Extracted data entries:
------------------------------------

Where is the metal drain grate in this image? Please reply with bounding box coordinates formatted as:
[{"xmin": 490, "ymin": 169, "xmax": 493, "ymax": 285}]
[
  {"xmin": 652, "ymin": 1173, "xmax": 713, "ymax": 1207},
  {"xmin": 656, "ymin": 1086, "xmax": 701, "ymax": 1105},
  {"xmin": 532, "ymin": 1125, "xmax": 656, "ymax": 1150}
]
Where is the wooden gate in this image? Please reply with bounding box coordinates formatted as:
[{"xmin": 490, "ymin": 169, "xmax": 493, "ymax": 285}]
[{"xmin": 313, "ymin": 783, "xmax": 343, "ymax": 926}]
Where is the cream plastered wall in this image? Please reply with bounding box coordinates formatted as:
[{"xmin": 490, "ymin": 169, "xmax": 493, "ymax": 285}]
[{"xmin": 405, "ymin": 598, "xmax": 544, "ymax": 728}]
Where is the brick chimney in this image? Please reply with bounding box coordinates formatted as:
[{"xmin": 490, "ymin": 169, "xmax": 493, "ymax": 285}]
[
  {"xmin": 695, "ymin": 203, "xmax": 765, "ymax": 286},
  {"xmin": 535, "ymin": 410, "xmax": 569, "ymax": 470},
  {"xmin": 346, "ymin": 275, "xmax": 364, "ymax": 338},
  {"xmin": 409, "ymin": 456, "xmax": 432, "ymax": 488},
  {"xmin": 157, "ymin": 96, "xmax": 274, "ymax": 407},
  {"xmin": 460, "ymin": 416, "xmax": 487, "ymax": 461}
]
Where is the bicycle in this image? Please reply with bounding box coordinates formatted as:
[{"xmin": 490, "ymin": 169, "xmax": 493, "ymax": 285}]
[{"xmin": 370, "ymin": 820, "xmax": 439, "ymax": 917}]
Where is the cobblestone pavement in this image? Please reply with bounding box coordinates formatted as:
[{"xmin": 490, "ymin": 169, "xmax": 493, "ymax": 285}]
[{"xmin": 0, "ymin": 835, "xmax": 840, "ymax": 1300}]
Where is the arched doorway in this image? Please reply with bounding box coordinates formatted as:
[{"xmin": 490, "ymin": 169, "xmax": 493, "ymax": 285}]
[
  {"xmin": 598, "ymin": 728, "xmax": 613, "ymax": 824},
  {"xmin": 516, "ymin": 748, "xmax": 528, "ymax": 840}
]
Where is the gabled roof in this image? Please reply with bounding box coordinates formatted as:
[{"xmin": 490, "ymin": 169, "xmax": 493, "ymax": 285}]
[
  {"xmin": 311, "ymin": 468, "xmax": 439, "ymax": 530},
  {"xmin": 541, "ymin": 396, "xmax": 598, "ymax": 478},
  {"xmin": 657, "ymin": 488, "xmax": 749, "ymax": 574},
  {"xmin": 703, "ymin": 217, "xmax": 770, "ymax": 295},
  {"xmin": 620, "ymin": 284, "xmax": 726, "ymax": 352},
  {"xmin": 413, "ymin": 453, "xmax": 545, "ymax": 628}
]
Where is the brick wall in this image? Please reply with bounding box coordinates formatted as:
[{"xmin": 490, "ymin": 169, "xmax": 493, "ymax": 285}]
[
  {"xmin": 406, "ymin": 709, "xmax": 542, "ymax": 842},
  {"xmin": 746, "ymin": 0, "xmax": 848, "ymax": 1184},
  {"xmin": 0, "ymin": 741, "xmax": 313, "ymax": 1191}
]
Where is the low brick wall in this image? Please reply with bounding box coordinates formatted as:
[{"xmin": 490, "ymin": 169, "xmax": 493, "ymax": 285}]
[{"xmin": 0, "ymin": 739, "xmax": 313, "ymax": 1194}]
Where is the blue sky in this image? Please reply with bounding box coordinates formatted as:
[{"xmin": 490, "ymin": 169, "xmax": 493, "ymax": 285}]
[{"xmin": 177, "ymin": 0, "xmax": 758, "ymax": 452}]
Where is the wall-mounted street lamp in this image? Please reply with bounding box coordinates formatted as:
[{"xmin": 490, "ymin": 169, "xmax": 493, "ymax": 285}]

------------------------------------

Goal:
Format the lines from the one containing "Where is the wall-mounted" through the end of the records, including both, as a JSON list of strings with one string per line and no blank lines.

Correct answer:
[
  "Where is the wall-mounted street lamp in this image? Please reply with bounding box coordinates formatted as:",
  "[{\"xmin\": 490, \"ymin\": 169, \"xmax\": 493, \"ymax\": 285}]"
]